→ **Required work**: Copy the data below, swapping every instance of "bounding box" for "enclosing rectangle" and changing nothing else.

(Some records)
━━━━━━━━━━━━━━━━━━━━━━━━━━━━━━
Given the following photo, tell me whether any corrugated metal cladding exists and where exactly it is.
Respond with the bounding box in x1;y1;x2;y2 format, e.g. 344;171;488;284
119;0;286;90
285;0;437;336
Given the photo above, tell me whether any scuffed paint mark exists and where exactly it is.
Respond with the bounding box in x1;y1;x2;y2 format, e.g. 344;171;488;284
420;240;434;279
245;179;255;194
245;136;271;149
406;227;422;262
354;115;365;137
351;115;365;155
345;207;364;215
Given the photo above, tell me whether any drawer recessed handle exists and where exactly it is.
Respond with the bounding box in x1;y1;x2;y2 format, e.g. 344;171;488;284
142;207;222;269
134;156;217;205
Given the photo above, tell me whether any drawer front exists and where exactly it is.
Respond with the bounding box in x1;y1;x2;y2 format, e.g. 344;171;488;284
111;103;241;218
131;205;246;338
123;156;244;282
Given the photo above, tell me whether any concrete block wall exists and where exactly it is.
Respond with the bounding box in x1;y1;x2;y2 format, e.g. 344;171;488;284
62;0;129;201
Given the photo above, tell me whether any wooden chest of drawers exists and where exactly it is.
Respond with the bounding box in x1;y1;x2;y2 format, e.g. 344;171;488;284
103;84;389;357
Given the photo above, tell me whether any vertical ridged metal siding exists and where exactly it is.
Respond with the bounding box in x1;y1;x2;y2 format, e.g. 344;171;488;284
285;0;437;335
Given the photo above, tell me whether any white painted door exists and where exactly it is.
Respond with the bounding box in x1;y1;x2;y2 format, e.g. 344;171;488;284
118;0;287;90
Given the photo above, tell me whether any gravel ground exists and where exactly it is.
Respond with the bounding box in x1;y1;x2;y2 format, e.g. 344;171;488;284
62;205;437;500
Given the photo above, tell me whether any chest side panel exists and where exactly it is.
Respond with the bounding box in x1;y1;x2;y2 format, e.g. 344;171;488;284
━━━━━━━━━━━━━━━━━━━━━━━━━━━━━━
→ **Task answer**:
Given the following photo, tell me whether any corrugated metal cladding exists and where exactly it is.
Respond with the enclosing rectangle in x1;y1;x2;y2 format, e.g. 344;171;488;284
119;0;286;90
285;0;437;336
Given the photo above, tell me whether any scuffed paint mark exists and where exactly it is.
Respond with the enclosing rectangle in x1;y1;x2;y2 format, e.g. 344;171;488;284
420;240;434;279
245;179;255;194
245;136;271;149
406;227;422;262
354;115;365;137
351;115;365;155
345;207;364;215
Given the photo above, tell me whether any drawer recessed handle exists and where exactly it is.
Respond with the enclosing rectangle in x1;y1;x2;y2 format, e.g. 344;171;488;284
142;207;222;269
134;156;217;205
Given the photo above, tell me whether any drawer front exists and where exactly it is.
Respond with the enclosing rectangle in x1;y1;x2;y2 format, e.g. 344;171;488;284
111;103;241;218
131;205;246;338
123;156;244;282
Given the photo above, tell me whether any concrete block wall exists and where exactly it is.
Respond with the enclosing rectangle in x1;y1;x2;y2 format, e.g. 344;171;488;284
62;0;129;201
Given the photo above, tell me whether any wooden chest of drawers exists and where exactly it is.
Respond with the enclosing rectangle in x1;y1;x2;y2 format, e.g. 344;171;488;284
103;84;389;357
Given the photo above, tell me whether any vertical ridged metal siding exists and where exactly it is.
Respond with the enclosing rectangle in x1;y1;x2;y2 format, e.g. 344;171;488;284
285;0;437;335
Given the photo above, tell me whether any white painted door exists and where exactly it is.
Respond with the enclosing rectangle in x1;y1;x2;y2 format, e.g. 344;171;488;284
118;0;287;90
Given the photo above, tell me whether any gravel ground exists and where exactly it is.
Respond with the enclosing rectangle in x1;y1;x2;y2 format, e.g. 344;171;488;284
62;205;437;500
Given the photo above, tell me whether any chest side panel exists and where exactly it is.
Respond with the enclosing rectangle in x1;y1;x2;y2 format, e.g. 344;171;488;284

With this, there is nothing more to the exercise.